**Dataset content**

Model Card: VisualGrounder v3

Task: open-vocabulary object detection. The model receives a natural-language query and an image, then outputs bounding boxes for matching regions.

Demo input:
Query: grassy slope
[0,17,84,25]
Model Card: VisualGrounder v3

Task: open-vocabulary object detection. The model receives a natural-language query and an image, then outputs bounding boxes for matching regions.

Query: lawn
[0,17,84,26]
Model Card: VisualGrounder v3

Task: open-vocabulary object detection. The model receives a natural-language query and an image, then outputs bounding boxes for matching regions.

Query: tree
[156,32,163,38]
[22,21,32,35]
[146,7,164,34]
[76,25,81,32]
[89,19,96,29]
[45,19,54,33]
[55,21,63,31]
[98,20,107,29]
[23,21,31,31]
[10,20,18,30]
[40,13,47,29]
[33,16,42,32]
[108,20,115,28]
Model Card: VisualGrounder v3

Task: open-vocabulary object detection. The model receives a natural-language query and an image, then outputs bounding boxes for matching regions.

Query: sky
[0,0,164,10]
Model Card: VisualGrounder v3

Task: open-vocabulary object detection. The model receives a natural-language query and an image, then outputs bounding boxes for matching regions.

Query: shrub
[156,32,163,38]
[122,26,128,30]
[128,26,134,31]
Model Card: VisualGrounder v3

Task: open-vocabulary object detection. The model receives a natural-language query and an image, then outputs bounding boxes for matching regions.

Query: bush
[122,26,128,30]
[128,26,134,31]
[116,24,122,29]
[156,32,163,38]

**Your objective**
Each of the entries must be set down again exactly.

**Result for this task**
Model Card: VisualGrounder v3

Task: open-vocabulary object detection. The model receives a natural-language query and an image, then outputs bounding boxes for matching regions.

Demo input:
Query: grassy slope
[0,17,84,25]
Model Card: VisualGrounder v3

Task: open-vocabulary object detection. The model receives a natural-language query and an image, then outputs bounding boxes for matching regions.

Query: lawn
[0,17,84,26]
Model Card: VisualGrounder v3

Task: open-vocabulary object detection. The model receives a natural-language query and an image, then outputs bounding boxes for matching regions.

Query: tree
[156,32,163,38]
[22,21,32,35]
[146,7,164,34]
[76,25,81,32]
[89,19,96,29]
[45,19,54,33]
[55,21,63,31]
[98,20,107,29]
[23,21,31,31]
[10,20,18,30]
[40,13,47,29]
[33,16,42,32]
[108,20,115,28]
Model Card: VisualGrounder v3

Task: open-vocabulary object detection. The model receives a natural-language query and an image, then outputs bounding boxes for matching regions.

Query: sky
[0,0,164,10]
Model Card: VisualGrounder v3

Task: open-vocabulary object detection. The model receives a natural-language query and an image, then outputs bounding boxes for matching regions.

Query: shrub
[156,32,163,38]
[122,26,128,30]
[128,26,134,31]
Model Card: VisualGrounder v3

Task: open-vocabulary object detection. The model receives a natural-language query and an image, then outputs bounding boxes for matching regions.

Query: bush
[122,26,128,30]
[128,26,134,31]
[116,24,122,29]
[156,32,163,38]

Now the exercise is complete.